# What you need to do
Copy the listing below line for line, changing nothing.

[Object location annotation data]
━━━━━━━━━━━━━━━━━━━━
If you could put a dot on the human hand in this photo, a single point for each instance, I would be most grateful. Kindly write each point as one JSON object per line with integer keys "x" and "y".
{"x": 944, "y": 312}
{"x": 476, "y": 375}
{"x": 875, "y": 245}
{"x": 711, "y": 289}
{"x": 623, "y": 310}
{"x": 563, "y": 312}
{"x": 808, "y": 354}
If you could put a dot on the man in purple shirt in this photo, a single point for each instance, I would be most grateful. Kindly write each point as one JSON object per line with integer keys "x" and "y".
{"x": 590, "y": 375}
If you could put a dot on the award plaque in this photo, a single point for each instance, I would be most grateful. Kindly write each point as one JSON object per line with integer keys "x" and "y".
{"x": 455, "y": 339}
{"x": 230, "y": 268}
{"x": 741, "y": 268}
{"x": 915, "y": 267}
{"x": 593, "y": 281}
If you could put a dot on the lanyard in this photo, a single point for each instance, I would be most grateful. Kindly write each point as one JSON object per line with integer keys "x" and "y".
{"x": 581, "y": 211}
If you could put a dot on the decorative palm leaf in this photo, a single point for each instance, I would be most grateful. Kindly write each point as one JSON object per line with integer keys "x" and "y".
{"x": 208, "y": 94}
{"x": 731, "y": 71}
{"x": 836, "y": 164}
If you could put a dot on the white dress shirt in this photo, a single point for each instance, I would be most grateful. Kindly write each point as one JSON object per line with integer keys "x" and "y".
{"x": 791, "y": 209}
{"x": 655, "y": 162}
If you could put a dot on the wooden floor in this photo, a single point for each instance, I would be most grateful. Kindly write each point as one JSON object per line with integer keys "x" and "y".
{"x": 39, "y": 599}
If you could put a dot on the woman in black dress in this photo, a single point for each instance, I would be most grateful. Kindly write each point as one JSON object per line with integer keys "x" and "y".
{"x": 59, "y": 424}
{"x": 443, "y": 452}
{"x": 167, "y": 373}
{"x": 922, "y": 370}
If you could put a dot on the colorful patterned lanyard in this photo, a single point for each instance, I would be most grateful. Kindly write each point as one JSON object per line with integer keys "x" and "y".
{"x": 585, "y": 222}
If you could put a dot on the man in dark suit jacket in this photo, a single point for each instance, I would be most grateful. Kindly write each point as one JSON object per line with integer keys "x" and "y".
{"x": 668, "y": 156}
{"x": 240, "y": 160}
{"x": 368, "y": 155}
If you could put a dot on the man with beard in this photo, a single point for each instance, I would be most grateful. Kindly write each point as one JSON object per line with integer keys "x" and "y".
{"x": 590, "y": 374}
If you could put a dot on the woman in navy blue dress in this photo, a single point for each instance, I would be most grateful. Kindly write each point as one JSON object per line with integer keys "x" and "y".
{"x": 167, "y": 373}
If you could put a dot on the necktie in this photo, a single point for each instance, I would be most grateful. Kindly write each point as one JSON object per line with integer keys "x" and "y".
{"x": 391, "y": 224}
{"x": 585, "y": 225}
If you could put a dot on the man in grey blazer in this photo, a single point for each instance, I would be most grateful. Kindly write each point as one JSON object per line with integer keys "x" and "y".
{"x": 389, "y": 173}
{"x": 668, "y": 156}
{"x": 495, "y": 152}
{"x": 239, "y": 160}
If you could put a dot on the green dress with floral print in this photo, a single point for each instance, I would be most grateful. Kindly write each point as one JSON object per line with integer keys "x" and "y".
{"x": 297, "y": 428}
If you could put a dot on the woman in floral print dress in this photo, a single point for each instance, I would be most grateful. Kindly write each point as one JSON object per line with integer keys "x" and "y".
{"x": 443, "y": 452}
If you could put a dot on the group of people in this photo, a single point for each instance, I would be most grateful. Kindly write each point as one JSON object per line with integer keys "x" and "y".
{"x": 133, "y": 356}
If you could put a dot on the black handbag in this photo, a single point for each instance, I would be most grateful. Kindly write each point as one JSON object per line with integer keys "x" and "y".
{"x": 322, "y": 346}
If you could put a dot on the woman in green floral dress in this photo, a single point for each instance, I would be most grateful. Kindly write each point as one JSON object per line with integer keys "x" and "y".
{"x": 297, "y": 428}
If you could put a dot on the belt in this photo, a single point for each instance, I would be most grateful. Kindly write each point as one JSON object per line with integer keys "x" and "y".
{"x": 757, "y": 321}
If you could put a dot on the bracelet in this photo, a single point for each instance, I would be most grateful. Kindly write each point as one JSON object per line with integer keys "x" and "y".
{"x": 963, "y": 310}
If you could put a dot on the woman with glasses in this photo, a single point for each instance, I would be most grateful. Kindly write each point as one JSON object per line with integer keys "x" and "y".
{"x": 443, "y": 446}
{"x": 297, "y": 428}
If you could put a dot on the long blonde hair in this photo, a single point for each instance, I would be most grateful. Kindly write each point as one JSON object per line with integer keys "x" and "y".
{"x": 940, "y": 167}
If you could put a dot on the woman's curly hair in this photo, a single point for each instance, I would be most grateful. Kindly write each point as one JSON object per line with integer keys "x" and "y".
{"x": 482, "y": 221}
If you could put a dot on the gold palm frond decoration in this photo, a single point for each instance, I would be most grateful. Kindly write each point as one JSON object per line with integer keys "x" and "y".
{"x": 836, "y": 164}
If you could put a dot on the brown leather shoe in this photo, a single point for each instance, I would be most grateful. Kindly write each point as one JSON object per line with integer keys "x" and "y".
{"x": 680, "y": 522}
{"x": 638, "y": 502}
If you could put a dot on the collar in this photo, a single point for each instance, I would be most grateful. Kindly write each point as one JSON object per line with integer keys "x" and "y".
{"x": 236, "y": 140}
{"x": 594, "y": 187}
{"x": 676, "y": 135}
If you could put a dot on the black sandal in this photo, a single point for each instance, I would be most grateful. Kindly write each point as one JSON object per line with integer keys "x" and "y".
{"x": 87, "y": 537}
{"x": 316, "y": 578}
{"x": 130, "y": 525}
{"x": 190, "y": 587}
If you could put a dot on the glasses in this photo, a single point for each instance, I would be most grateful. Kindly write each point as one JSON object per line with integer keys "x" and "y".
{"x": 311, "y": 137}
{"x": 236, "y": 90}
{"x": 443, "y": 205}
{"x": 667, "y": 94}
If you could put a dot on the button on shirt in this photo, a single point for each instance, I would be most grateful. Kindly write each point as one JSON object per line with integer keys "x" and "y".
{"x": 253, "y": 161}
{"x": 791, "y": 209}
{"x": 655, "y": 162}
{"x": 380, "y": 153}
━━━━━━━━━━━━━━━━━━━━
# Output of the task
If you could put a dot on the human hand in this photo, a single point for each instance, I would be most grateful. Kindly write each point as one JSON object per line with integer keys "x" and "y".
{"x": 944, "y": 312}
{"x": 476, "y": 375}
{"x": 875, "y": 245}
{"x": 711, "y": 289}
{"x": 623, "y": 310}
{"x": 563, "y": 312}
{"x": 808, "y": 354}
If you could put a dot on the man in purple shirt in this photo, a single point for each instance, I would be most grateful. Kindly write each point as one JSON object per line with integer keys "x" and "y".
{"x": 590, "y": 375}
If you could put a dot on the award plaque in this photo, a single point for each instance, I would be most grateful. Kindly write each point as one JSON object per line with integer keys "x" and "y".
{"x": 455, "y": 339}
{"x": 230, "y": 268}
{"x": 741, "y": 268}
{"x": 915, "y": 267}
{"x": 593, "y": 281}
If you could put a dot on the lanyard in this photo, a single point for each instance, I would be most grateful. Kindly write each point as one JSON object per line with integer keys "x" and "y".
{"x": 581, "y": 211}
If you could put a dot on the decorative palm leaf in this photo, a single point for each instance, I would be most grateful. Kindly write each point as one JSON object per line with integer keys "x" and "y".
{"x": 208, "y": 94}
{"x": 731, "y": 71}
{"x": 836, "y": 164}
If you could put a dot on the white dress shirt in this photo, a single point for each instance, I would be most grateful. Kindly write each point as one JSON object per line with integer keys "x" and "y".
{"x": 791, "y": 209}
{"x": 655, "y": 162}
If you could put a dot on the wooden floor in this photo, a single point for each instance, I would be most grateful. Kindly write each point as one JSON object per line with integer keys "x" and "y".
{"x": 39, "y": 599}
If you could put a dot on the woman in black dress in this photo, a single point for each instance, I would be most grateful. Kindly write each point as one JSON object per line with integer keys "x" and "y".
{"x": 59, "y": 424}
{"x": 443, "y": 452}
{"x": 167, "y": 373}
{"x": 922, "y": 370}
If you could put a dot on the colorful patterned lanyard in this photo, a single point for each instance, I would be most grateful. Kindly write each point as one JSON object per line with integer keys "x" and "y".
{"x": 585, "y": 222}
If you could put a dot on the man in dark suit jacket in this photo, a single point for each instance, I would be most grateful. Kindly write each point as one JSON object per line with integer keys "x" and "y".
{"x": 668, "y": 156}
{"x": 240, "y": 160}
{"x": 368, "y": 155}
If you could put a dot on the man with beard in this photo, a single point for each instance, I would be most grateful. Kindly write each point as one JSON object per line with integer keys "x" and "y".
{"x": 590, "y": 374}
If you could put a dot on the woman in navy blue dress in this photo, a single point for each instance, I would be most grateful. Kindly write each point as one JSON object per line with integer keys "x" and "y".
{"x": 167, "y": 373}
If you could put a dot on the necktie in this photo, a single point for each instance, I would be most grateful. Kindly write each point as one JSON object per line with integer keys "x" and "y".
{"x": 391, "y": 224}
{"x": 585, "y": 225}
If you could put a dot on the man in grey blazer in this photo, a single point for each instance, I would be most grateful. Kindly write each point as one JSON object per line with integer keys "x" and "y".
{"x": 389, "y": 173}
{"x": 668, "y": 156}
{"x": 495, "y": 152}
{"x": 239, "y": 160}
If you could put a dot on the green dress with floral print in this photo, a single point for each instance, I would be most grateful. Kindly write each point as one JSON object per line with integer keys "x" and "y".
{"x": 297, "y": 428}
If you could put a dot on the woman in floral print dress in this photo, a single point for each instance, I would be most grateful. Kindly write each point as one JSON object per line with integer keys "x" and "y".
{"x": 443, "y": 452}
If you could put a dot on the group of people in this photo, a single point for each instance, I would be most grateful. Kindly write each point as one JSON object per line with integer keys "x" and "y".
{"x": 133, "y": 356}
If you could put a dot on the black handbag in this photo, a single point for each instance, I would be most grateful. Kindly write each point as one JSON object per line with integer keys "x" and "y".
{"x": 322, "y": 346}
If you could put a dot on the woman in green floral dress in this photo, a single point for each instance, I would be most grateful. Kindly write each point as one JSON object per line with integer keys "x" and "y".
{"x": 297, "y": 428}
If you could put a dot on the belt in this photo, a single point for each instance, I would be most grateful. Kindly write each point as one JSON object per line with integer keys "x" and "y".
{"x": 757, "y": 321}
If you could put a dot on the bracelet in this photo, a single point for each instance, I would be most grateful. Kindly write each point as one JSON object per line with integer keys "x" and "y".
{"x": 963, "y": 310}
If you could put a dot on the woman with glasses in this photo, a single point for each instance, I would be most grateful. Kindly write each point as one JSON object per line with integer keys "x" and "y".
{"x": 443, "y": 446}
{"x": 297, "y": 428}
If you could put a dot on the long blonde hair in this photo, a single point for each instance, I would be most grateful. Kindly write each point as one JSON object per line with integer keys "x" and "y".
{"x": 940, "y": 167}
If you could put a dot on the woman's curly hair in this photo, a single point for each instance, I would be most grateful. Kindly write each point as one JSON object per line with integer keys "x" and "y".
{"x": 482, "y": 221}
If you could put a dot on the gold palm frond decoration in this photo, a single point for each instance, I would be most grateful. Kindly write each point as one JSON object per line with integer keys "x" and "y".
{"x": 836, "y": 164}
If you could put a dot on the brown leather shoe in this photo, a single point for each instance, I would be most grateful. Kindly write each point as one JSON object per line with integer keys "x" and "y".
{"x": 680, "y": 522}
{"x": 638, "y": 502}
If you could put a dot on the collar in this photo, a single point for each instance, I would be most grateful. Kindly write each point as one JSON object per line with integer keys "x" and "y".
{"x": 236, "y": 140}
{"x": 594, "y": 187}
{"x": 676, "y": 135}
If you could put a dot on the black sandal in this photo, a single point for each instance, I would be most grateful. Kindly write each point as one JSON object per line with integer keys "x" and "y".
{"x": 87, "y": 537}
{"x": 316, "y": 578}
{"x": 130, "y": 525}
{"x": 190, "y": 587}
If you could put a dot on the glasses in this photo, a single point for each instance, I would be most grateful. Kindly write each point as one JSON object per line with integer keys "x" and "y".
{"x": 311, "y": 137}
{"x": 236, "y": 90}
{"x": 443, "y": 205}
{"x": 667, "y": 94}
If you could put a dot on the button on shirt in this photo, a single point for each instance, I would be most grateful. Kindly write each point as one JSON object per line with integer keys "x" and "y".
{"x": 253, "y": 161}
{"x": 791, "y": 209}
{"x": 655, "y": 162}
{"x": 380, "y": 153}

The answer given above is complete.